→ Short problem: Every record below should be written out exactly; pictures stay out.

start Stored data

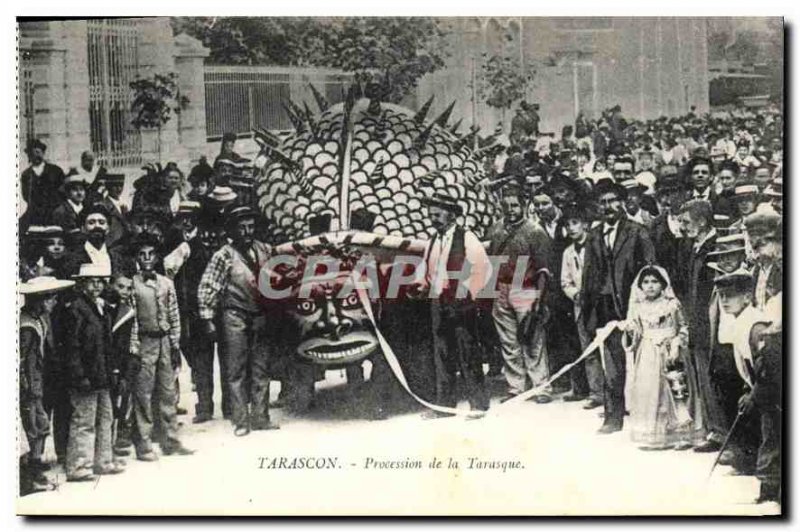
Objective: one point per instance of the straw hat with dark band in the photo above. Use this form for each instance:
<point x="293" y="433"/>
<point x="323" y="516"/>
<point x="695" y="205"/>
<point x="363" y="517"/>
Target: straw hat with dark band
<point x="44" y="285"/>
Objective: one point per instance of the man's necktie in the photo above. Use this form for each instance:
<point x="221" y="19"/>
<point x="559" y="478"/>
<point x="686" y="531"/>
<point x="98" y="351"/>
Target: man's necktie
<point x="607" y="237"/>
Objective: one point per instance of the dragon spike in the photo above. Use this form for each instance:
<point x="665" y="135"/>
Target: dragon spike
<point x="423" y="111"/>
<point x="297" y="122"/>
<point x="468" y="138"/>
<point x="322" y="102"/>
<point x="422" y="138"/>
<point x="445" y="116"/>
<point x="310" y="119"/>
<point x="377" y="172"/>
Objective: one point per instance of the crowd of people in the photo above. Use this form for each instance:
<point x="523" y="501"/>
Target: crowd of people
<point x="668" y="229"/>
<point x="672" y="229"/>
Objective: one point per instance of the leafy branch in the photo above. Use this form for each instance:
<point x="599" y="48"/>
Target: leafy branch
<point x="155" y="99"/>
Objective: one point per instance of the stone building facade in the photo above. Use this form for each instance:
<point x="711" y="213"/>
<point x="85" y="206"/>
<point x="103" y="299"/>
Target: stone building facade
<point x="74" y="90"/>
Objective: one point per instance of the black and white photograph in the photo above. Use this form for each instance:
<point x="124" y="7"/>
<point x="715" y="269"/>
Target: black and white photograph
<point x="400" y="266"/>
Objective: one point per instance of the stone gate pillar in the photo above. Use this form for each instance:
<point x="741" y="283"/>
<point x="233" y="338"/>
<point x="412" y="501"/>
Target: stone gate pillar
<point x="190" y="57"/>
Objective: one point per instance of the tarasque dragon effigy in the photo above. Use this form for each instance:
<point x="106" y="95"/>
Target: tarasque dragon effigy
<point x="348" y="181"/>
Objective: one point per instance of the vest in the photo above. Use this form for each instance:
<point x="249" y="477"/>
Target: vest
<point x="242" y="289"/>
<point x="151" y="306"/>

end Stored data

→ Full solution:
Objective: one point per instance of the straw hat with dark band in the photo above. Use this form for each instance:
<point x="293" y="433"/>
<point x="323" y="516"/>
<point x="695" y="205"/>
<point x="363" y="517"/>
Target: straw hat with dark band
<point x="44" y="285"/>
Objective: one point per instance of the man's necktie in the photo above. Use this form for each instance:
<point x="221" y="19"/>
<point x="559" y="478"/>
<point x="686" y="531"/>
<point x="98" y="351"/>
Target: man's necktie
<point x="607" y="237"/>
Objective: one point per instance of the dragon spike in the photo above. Use this form for each instance:
<point x="665" y="135"/>
Target: dragon spike
<point x="423" y="111"/>
<point x="297" y="122"/>
<point x="468" y="138"/>
<point x="322" y="102"/>
<point x="422" y="138"/>
<point x="445" y="116"/>
<point x="310" y="119"/>
<point x="377" y="172"/>
Objective: one point per instance of the crowd of people in the photo above. Use this form for each instance:
<point x="523" y="501"/>
Target: crowd of people
<point x="668" y="229"/>
<point x="672" y="229"/>
Objective: one point per instance of the leafy branch in the photo above. Use this form for each instance:
<point x="599" y="48"/>
Target: leafy branch
<point x="155" y="99"/>
Objective: one point per instance of the stone building facade in the photo above. Use this form for each instance:
<point x="711" y="213"/>
<point x="85" y="206"/>
<point x="103" y="299"/>
Target: stone building facade
<point x="74" y="90"/>
Objective: one point per instance of the black and white photograph in the photo above. Use this form for each instance:
<point x="124" y="7"/>
<point x="715" y="269"/>
Target: black and white photograph
<point x="400" y="266"/>
Objective: one point per instance of the stone gate pillar in the photo above. Use this form for each instance:
<point x="741" y="283"/>
<point x="233" y="338"/>
<point x="412" y="501"/>
Target: stone gate pillar
<point x="190" y="57"/>
Objective: one point per instance of the tarasque dragon effigy in the photo above. Use this form for each instance:
<point x="106" y="95"/>
Target: tarasque dragon effigy
<point x="348" y="181"/>
Objective: one point per instance of the vest in the photo above. Use this form for each instance:
<point x="249" y="477"/>
Target: vest
<point x="242" y="289"/>
<point x="151" y="306"/>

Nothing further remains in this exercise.